- [Travail demandé]:
(a) Dans l'article sur la question allemande, recopiez le passage situé entre « Washington, Londres, Paris » et « a été direct. », ces deux bornes comprises.
(b) Résumez en quelques phrases le paragraphe de l'article sur la question allemande qui commence par « Il est intéressant de noter », sans perdre ses faits essentiels.

- [Extrait de page]:
01/02/2023 arretsurinfo.ch  5 min #223356

Berlin a abandonné son pacifisme post-Hitler, la « question allemande » est de retour

La remilitarisation de son deuxième pays le plus peuplé a de profondes conséquences pour l'Europe

Par Fyodor Lukyanov, rédacteur en chef de Russia in Global Affairs, président du présidium du Conseil de la politique étrangère et de défense et directeur de recherche du Valdaï International Discussion Club.

Le 30 Janvier 2023

Après avoir fait la fine bouche, le gouvernement allemand a accepté de fournir à l'Ukraine des chars Leopard - les siens et ceux en service dans les autres pays de l'OTAN. Nous laisserons aux experts militaires le soin d'évaluer l'impact de cette décision sur les capacités de combat de l'Ukraine et sur le déroulement des opérations. Pour nous, la question est de savoir ce que cela signifie en termes politiques.

L'Allemagne et la puissance militaire - la combinaison de ces termes met de nombreux Européens mal à l'aise depuis au moins un siècle et demi.

La « question allemande », qui fait référence à la place et au rôle de Berlin sur le continent, a conduit à des affrontements militaires majeurs à plus d'une reprise avant les deux guerres mondiales. La Seconde Guerre mondiale semblait l'avoir résolue en mettant fin à l'État allemand unifié et en plaçant ses régions sous contrôle extérieur.

C'est pourquoi la réunification du pays au tournant des années 1990 a d'abord provoqué des réactions prudentes de la part des alliés occidentaux de Bonn, pour qui le souvenir des ambitions d'un grand « reich » était encore frais. L'ironie de l'histoire veut que ce soit le Moscou soviétique qui ait été le plus enthousiaste à l'égard de la réunification.

Il est intéressant de noter que les racines de la dangereuse crise actuelle de la sécurité européenne remontent à cette époque. L'idée d'élargir l'OTAN est née dans le contexte de la fourniture de garanties en cas d'unification allemande. Les États-Unis, la France, la Grande-Bretagne, l'Italie, l'Allemagne de l'Ouest et ses petits voisins pensaient (non sans raison) que le maintien d'un pays réunifié dans le bloc militaire dirigé par les États-Unis dissuaderait toute velléité hypothétique de suivre un jour sa propre voie.

Washington, Londres, Paris et Bonn pensaient que l'Union soviétique s'y opposerait, mais le Kremlin a adopté une approche non conventionnelle cet ne s'est pas opposé au maintien de l'Allemagne dans l'OTAN. Il s'est toutefois avéré que l'extension de la juridiction de l'Union au territoire de l'ancienne RDA est devenue un précédent pour tout le reste. Après tout, le principe du droit de chaque État à choisir son appartenance à une organisation était inscrit dans le cadre idéologique et juridique. Le passage de ce principe à la question de l'adhésion de l'Ukraine à l'OTAN n'a pas été instantané, mais il a été direct.

- [Contenu des données]:
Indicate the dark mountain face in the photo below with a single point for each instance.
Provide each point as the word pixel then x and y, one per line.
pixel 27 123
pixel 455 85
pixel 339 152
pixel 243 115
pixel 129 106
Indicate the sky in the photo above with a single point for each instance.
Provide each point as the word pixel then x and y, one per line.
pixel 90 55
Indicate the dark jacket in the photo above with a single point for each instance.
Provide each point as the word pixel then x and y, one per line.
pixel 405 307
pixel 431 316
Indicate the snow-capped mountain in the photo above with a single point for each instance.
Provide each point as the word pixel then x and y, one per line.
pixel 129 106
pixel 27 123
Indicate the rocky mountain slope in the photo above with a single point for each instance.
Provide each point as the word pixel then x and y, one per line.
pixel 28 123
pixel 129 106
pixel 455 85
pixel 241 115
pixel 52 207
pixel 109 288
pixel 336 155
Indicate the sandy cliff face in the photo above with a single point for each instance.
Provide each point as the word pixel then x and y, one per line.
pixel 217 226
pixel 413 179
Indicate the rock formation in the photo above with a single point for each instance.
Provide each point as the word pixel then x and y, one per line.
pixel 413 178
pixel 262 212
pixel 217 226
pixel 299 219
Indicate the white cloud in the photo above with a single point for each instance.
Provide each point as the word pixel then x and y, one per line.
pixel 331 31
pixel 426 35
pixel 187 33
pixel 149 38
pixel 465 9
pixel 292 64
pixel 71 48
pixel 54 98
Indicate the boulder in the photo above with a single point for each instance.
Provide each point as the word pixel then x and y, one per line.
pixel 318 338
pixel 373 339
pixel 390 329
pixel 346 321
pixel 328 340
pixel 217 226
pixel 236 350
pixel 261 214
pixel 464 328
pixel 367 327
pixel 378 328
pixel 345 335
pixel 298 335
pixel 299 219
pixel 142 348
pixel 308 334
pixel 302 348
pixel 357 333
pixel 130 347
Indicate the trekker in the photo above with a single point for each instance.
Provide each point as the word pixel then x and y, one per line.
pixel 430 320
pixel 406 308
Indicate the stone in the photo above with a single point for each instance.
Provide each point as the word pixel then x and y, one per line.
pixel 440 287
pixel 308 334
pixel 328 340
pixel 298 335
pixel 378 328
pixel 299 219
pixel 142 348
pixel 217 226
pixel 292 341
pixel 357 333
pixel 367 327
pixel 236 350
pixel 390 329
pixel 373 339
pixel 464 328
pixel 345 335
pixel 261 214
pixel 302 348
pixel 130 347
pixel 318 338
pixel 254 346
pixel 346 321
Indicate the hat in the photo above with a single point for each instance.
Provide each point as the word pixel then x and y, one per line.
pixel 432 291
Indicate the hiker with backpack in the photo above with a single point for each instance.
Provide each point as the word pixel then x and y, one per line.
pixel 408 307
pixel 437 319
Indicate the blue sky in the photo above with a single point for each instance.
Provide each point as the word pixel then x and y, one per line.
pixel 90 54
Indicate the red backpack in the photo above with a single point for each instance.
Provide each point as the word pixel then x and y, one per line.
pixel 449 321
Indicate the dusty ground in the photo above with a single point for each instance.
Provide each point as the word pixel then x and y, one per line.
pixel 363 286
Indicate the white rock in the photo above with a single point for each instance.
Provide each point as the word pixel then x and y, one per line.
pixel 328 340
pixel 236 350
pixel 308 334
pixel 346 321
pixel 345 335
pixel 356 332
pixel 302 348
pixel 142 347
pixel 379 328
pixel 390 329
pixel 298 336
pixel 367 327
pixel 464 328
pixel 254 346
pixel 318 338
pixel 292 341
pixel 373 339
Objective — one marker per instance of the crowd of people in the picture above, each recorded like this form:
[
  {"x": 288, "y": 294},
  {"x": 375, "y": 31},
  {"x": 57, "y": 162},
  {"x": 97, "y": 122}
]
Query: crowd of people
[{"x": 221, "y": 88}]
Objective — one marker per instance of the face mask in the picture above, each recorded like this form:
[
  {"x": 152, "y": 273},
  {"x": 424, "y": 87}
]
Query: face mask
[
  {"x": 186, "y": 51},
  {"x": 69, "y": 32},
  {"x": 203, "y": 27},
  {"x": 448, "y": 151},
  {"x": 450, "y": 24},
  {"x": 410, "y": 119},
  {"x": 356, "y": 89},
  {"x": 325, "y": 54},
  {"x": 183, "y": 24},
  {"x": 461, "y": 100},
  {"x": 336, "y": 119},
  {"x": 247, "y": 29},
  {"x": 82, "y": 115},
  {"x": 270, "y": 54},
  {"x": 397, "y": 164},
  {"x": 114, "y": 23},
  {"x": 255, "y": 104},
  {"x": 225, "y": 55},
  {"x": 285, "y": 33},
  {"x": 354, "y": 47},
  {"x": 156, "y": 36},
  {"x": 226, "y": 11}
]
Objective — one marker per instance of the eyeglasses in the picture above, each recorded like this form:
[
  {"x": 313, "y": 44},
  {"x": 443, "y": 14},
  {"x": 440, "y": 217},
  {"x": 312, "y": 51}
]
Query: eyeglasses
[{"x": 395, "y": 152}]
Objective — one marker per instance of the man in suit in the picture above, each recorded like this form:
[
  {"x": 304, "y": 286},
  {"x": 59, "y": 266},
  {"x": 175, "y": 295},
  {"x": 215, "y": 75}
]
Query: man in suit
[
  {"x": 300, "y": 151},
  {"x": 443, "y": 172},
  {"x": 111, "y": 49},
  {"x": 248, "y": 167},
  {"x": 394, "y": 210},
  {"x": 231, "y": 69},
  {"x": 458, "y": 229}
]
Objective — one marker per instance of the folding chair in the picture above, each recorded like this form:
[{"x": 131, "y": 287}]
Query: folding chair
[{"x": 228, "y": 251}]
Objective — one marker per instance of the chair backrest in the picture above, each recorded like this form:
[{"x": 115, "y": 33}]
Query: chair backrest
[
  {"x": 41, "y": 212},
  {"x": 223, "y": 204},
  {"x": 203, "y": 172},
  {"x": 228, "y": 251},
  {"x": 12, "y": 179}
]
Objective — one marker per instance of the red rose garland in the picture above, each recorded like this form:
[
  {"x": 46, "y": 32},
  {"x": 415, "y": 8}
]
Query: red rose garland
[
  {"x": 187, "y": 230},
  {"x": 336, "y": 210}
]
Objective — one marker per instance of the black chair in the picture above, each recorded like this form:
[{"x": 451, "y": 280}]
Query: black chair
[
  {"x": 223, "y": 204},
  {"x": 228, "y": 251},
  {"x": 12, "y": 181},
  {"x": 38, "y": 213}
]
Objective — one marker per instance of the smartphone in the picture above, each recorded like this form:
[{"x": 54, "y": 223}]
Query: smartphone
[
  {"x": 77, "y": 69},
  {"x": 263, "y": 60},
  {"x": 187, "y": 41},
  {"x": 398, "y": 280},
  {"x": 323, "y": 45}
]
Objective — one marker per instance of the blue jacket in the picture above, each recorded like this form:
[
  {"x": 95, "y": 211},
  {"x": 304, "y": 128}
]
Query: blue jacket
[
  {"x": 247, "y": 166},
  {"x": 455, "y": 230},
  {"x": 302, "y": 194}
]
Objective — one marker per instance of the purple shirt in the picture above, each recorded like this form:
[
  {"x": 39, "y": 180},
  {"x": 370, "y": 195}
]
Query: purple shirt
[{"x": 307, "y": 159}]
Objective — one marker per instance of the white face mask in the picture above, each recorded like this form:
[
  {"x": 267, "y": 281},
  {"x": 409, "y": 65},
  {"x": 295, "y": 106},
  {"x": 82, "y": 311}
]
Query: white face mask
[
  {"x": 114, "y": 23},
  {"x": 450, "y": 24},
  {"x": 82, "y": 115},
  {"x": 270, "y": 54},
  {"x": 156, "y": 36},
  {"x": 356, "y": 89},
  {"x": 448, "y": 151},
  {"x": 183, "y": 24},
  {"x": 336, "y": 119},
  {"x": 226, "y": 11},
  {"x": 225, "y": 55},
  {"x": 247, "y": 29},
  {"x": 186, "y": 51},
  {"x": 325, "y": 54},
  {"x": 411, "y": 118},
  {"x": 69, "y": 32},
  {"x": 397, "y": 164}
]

- [Corrigé de l'exercice]:
(a)
Washington, Londres, Paris et Bonn pensaient que l'Union soviétique s'y opposerait, mais le Kremlin a adopté une approche non conventionnelle cet ne s'est pas opposé au maintien de l'Allemagne dans l'OTAN. Il s'est toutefois avéré que l'extension de la juridiction de l'Union au territoire de l'ancienne RDA est devenue un précédent pour tout le reste. Après tout, le principe du droit de chaque État à choisir son appartenance à une organisation était inscrit dans le cadre idéologique et juridique. Le passage de ce principe à la question de l'adhésion de l'Ukraine à l'OTAN n'a pas été instantané, mais il a été direct.

(b) La crise actuelle de la sécurité européenne trouve ses racines à l'époque de la réunification allemande. L'idée d'élargir l'OTAN est née du besoin de garanties face à cette unification. Les États-Unis, la France, la Grande-Bretagne, l'Italie, l'Allemagne de l'Ouest et ses petits voisins estimaient, non sans raison, que garder le pays réunifié dans le bloc militaire dirigé par les États-Unis le dissuaderait de suivre un jour sa propre voie.